### DIRECTIONS
(A) How would you put this sentence from the interview excerpt into Spanish: "Time is marching on, let's make it happen."
(B) Could you reproduce word for word the part of the interview excerpt between "It’s getting very" and "you tour here?!", inclusive?
══ SUPPLIED PASSAGE ══
It’s getting very close, I think I’m on fourth revision, so you never know. The great Bob Dylan said “If it comes, it comes, if it don’t, it don’t” *laughs* and that’s basically the truth.

You know I have to ask, when will we finally get to see you tour here?!
Oh dude, I’d do it for free, I’d love to tour Australia, I had something booked and then something came up, I got a movie that came up, but it’s just none of the promoters there, I’ve never played there solo, I did that Countdown thing but it was like ten minutes on stage, it wasn’t what my live show is all about. Promoters don’t know what I’m worth there number wise so it’s kind of been hard to get someone to stand up and say “I’ll take the chance on this guy”. So it’s a long way and I certainly wouldn’t do it for the money, it’s my home and I’d love to tour there and I have an amazing band, I’ve got the best band I’ve ever played with, it will freak people out when they see this band. I mean it’s just making it work. Time is marching on, let’s make it happen.
═══
══ DATA PROVIDED ══
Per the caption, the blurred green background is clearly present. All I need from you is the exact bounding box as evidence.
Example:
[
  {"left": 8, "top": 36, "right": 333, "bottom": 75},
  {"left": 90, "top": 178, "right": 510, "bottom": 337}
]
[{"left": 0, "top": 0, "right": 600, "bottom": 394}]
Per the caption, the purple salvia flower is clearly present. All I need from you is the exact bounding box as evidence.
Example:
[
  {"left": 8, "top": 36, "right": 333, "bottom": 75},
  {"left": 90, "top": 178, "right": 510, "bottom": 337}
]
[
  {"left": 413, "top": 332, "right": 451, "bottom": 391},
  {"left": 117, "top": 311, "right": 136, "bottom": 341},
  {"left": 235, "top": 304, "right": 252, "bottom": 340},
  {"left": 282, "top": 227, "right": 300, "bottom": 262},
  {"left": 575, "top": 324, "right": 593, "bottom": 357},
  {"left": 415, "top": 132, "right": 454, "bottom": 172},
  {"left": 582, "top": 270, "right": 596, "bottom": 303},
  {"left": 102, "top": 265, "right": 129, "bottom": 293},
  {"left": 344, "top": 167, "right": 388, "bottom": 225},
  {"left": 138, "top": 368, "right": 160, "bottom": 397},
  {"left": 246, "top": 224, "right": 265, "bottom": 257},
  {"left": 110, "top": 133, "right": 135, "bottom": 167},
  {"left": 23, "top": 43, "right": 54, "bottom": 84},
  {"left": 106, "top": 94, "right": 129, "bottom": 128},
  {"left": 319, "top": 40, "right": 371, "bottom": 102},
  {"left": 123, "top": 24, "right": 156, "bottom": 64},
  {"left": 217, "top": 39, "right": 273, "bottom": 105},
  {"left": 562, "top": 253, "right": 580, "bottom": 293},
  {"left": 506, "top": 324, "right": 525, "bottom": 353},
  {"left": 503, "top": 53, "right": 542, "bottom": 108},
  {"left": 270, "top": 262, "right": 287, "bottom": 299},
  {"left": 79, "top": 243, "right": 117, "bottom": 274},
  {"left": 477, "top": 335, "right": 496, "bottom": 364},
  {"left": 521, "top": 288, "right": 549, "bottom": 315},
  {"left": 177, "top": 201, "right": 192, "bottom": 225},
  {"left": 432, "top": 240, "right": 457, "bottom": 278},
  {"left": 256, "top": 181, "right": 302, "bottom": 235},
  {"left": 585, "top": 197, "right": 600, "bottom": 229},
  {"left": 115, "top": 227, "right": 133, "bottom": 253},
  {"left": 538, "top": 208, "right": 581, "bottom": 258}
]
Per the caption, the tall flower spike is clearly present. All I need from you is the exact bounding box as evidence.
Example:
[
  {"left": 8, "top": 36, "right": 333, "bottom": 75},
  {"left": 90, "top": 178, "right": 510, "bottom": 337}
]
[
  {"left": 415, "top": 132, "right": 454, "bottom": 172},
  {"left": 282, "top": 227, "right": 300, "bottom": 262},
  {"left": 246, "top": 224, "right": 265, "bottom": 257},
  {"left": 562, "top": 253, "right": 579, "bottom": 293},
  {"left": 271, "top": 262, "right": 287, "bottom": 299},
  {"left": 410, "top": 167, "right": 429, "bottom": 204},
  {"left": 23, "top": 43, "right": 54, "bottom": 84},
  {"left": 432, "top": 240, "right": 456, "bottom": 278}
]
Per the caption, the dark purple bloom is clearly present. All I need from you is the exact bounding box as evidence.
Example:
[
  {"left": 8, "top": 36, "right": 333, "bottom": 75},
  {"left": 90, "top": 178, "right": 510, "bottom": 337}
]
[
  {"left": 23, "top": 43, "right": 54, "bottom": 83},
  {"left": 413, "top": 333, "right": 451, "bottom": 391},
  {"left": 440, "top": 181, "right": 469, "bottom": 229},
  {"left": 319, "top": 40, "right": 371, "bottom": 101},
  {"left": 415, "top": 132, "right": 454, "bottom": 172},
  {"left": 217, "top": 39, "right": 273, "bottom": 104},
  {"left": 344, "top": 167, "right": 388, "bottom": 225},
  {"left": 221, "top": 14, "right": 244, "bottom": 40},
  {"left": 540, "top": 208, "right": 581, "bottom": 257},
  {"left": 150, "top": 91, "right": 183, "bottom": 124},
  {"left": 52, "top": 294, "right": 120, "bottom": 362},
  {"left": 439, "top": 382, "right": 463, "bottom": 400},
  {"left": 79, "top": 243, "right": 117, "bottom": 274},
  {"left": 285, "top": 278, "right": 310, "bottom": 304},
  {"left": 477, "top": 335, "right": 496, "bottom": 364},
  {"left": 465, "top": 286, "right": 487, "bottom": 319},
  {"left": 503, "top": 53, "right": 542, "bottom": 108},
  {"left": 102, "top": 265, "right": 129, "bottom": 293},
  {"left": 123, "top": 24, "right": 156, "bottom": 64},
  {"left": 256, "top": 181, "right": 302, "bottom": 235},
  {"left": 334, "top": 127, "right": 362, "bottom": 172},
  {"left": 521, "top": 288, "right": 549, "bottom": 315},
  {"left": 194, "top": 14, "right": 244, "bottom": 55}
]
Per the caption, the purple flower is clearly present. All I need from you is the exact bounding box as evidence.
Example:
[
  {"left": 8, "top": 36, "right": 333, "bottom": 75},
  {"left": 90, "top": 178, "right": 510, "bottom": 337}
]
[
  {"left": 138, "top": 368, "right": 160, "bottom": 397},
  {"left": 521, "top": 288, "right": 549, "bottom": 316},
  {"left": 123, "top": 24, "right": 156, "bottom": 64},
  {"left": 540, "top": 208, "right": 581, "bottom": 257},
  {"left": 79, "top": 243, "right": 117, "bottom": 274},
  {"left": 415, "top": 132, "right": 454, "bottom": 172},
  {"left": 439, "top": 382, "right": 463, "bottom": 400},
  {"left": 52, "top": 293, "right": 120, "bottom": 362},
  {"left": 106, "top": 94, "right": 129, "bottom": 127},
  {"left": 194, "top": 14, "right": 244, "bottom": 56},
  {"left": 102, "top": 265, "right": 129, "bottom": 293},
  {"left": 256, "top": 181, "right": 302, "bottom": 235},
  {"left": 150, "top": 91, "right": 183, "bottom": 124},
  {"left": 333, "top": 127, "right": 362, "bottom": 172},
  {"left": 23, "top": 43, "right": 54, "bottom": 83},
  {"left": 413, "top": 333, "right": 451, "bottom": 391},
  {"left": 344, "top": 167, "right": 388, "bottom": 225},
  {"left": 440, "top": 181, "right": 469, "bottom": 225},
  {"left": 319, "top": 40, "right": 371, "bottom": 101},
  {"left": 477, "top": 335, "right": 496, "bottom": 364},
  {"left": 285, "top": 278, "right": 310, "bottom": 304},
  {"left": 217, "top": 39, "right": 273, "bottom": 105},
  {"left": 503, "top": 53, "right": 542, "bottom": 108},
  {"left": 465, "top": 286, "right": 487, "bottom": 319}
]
═══
### SOLVED TASKS
(A) El tiempo avanza; hagamos que suceda.

(B)
It’s getting very close, I think I’m on fourth revision, so you never know. The great Bob Dylan said “If it comes, it comes, if it don’t, it don’t” *laughs* and that’s basically the truth.

You know I have to ask, when will we finally get to see you tour here?!